_TO DO_
Pick out every line below that contains the word "Query", and copy each of those lines in full. Case counts when matching.

(Records taken from a data source)
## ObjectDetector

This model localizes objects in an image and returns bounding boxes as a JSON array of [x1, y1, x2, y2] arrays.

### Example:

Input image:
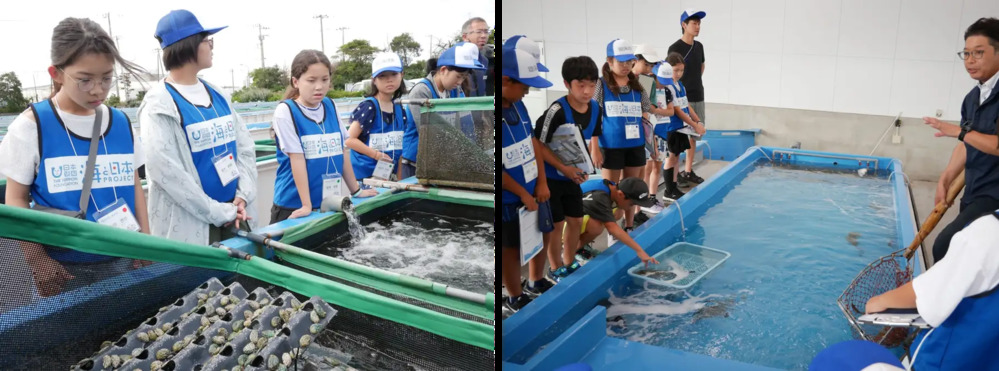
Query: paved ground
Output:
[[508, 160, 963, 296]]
==
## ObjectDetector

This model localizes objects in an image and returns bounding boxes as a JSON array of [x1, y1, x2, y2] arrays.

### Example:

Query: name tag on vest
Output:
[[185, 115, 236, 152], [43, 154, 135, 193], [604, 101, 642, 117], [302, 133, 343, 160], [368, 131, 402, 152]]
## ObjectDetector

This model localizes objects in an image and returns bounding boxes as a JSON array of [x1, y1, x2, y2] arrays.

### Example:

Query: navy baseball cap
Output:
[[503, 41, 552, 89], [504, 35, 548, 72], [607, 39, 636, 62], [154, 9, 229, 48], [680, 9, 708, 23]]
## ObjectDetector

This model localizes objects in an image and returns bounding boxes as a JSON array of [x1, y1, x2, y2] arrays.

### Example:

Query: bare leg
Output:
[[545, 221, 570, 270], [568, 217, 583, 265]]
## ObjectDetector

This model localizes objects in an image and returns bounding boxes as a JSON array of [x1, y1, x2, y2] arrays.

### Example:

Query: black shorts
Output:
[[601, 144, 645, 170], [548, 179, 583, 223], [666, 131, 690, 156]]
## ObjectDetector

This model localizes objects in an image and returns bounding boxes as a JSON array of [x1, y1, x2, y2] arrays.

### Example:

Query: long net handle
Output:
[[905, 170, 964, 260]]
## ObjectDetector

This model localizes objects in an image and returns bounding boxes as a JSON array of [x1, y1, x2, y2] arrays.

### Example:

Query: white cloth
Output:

_WORKED SOLUTION_
Query: paved ground
Query: name tag on vest
Query: navy baseball cap
Query: bare leg
Query: black shorts
Query: long net handle
Query: white cloth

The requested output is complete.